练习目的:
把选段里从“Therefore, he comes”到“indicating a query.”这一部分（头尾都算在内）重新写出来，并把其中的“test cases”换成“queries”。

═══ 选段 ═══

HDU 6588 Function 2019杭电多校第一场(莫比乌斯反演)

原题题面

Jerry is fond of functions. He thinks the mystery of the universe is hidden behind the notations, variables and numbers.
Of all functions, he thinks gcd and $\lfloor x\rfloor$ are the most fascinating, and that something combines gcd with truncation should be even more marvelous.
Therefore, he comes up with a problem:
calculate${\sum }_{i=1}^{n}gcd(\lfloor \sqrt[3]{i}\rfloor ,i)mod998244353$

输入格式

The input contains several test cases.
The first line contains an integer $T(1\le T\le 11)$, the number of test cases.
Each of the next $T$ lines contains a integer $n(1\le n\le 10^{21})$, indicating a query.

输出格式

For each test case, output one line containing an integer indicating the corresponding answer.

输入样例

10
64
180
526
267
775
649
749
908
300
255

输出样例

103
327
1069
522
1693
1379
1631
1998
606
492

题面分析

君子报仇一年不晚
对于${\sum }_{i=1}^N(\lfloor \sqrt[3]{i}\rfloor ,i)$
我们可以根据$\lfloor \sqrt[3]{i}\rfloor$的值的不同，把区间拆分开。

═══ 条目列表 ═══

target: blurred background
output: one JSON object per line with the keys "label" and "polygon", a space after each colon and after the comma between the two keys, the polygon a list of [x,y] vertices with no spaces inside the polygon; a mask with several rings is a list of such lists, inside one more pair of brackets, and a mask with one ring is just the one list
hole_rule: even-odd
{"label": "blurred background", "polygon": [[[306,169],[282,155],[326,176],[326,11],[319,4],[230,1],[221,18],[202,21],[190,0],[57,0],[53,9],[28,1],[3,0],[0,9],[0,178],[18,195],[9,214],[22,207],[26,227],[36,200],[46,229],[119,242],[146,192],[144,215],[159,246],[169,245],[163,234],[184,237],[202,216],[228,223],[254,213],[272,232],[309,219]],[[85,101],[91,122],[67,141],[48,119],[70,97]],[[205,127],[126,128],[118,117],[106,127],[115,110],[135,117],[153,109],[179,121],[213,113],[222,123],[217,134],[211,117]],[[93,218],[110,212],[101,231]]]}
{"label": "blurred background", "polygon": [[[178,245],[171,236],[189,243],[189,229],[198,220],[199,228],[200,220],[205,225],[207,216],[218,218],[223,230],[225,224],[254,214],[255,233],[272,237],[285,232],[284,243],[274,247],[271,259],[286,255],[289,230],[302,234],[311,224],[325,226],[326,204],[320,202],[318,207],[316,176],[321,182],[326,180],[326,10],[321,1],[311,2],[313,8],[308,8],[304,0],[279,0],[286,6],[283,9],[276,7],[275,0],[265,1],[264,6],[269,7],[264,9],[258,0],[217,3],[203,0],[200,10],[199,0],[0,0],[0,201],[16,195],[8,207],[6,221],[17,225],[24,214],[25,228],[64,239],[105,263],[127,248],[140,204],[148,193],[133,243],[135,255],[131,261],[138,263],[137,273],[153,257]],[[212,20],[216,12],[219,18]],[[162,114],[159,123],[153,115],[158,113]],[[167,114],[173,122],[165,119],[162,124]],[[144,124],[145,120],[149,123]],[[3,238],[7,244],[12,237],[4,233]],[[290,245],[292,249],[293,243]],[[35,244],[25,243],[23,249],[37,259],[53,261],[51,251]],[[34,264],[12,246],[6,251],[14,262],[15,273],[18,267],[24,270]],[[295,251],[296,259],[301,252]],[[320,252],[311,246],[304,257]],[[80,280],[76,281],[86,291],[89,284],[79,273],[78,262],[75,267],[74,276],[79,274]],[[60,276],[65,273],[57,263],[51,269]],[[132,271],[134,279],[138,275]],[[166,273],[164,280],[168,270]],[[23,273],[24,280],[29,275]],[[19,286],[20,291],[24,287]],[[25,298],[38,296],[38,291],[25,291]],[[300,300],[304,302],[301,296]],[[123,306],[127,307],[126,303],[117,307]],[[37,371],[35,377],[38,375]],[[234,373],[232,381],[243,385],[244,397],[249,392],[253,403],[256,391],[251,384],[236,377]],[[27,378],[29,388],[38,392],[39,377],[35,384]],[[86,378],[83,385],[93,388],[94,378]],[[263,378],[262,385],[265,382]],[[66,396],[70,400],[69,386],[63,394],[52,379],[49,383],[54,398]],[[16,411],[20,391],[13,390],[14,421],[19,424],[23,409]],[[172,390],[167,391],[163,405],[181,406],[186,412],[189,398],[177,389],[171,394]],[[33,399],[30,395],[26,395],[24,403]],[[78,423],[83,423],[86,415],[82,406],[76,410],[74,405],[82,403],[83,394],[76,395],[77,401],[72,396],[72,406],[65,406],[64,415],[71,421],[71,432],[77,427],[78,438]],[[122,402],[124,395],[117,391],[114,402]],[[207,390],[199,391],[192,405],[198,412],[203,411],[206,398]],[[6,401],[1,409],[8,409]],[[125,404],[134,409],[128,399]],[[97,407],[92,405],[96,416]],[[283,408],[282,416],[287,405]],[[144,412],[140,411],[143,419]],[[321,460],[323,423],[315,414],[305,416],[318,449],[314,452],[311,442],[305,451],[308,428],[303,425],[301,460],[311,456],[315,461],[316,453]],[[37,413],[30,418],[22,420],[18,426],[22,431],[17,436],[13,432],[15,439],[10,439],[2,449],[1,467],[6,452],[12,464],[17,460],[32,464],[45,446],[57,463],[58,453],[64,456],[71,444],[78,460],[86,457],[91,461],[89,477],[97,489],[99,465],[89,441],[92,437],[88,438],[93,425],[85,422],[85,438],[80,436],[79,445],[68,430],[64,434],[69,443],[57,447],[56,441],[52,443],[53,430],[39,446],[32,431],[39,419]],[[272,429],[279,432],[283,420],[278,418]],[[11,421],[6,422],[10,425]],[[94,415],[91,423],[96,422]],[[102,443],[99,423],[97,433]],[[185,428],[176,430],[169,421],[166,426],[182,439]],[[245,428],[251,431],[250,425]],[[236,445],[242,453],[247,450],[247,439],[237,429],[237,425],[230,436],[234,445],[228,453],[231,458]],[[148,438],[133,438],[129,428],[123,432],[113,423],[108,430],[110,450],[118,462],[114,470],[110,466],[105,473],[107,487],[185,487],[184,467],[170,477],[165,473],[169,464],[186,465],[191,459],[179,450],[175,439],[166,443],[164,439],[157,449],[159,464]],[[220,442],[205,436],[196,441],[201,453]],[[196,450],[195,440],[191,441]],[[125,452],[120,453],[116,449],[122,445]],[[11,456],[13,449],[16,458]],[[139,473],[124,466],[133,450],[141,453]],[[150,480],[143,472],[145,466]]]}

═══

正确答案:
Therefore, he comes up with a problem:
calculate${\sum }_{i=1}^{n}gcd(\lfloor \sqrt[3]{i}\rfloor ,i)mod998244353$

输入格式

The input contains several queries.
The first line contains an integer $T(1\le T\le 11)$, the number of queries.
Each of the next $T$ lines contains a integer $n(1\le n\le 10^{21})$, indicating a query.